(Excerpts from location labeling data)

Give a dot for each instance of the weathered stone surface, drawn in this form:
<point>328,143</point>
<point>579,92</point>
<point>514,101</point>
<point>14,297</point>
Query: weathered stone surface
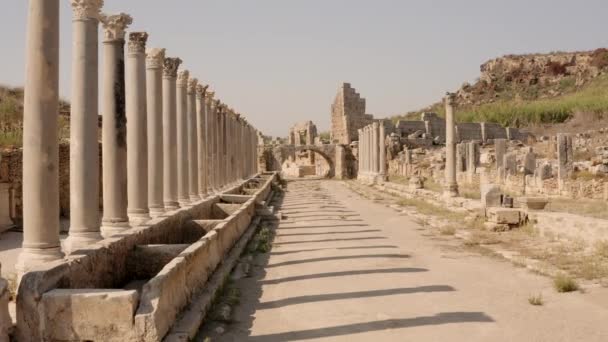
<point>89,314</point>
<point>504,215</point>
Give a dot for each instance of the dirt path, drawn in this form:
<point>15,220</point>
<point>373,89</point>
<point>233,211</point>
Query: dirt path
<point>344,268</point>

THE REQUEST:
Swap every "Query" in the listing for "Target" and write out the whole listing again with nothing else altered, leaving out the pictures.

THE OUTPUT:
Give a dot for each instance of the weathered stone surface, drawn in this form:
<point>328,143</point>
<point>579,92</point>
<point>514,101</point>
<point>14,297</point>
Target: weathered stone surface
<point>89,314</point>
<point>504,215</point>
Give a dot for each instance of the dirt path, drawn in this form:
<point>15,220</point>
<point>373,89</point>
<point>233,211</point>
Target: dirt path
<point>344,268</point>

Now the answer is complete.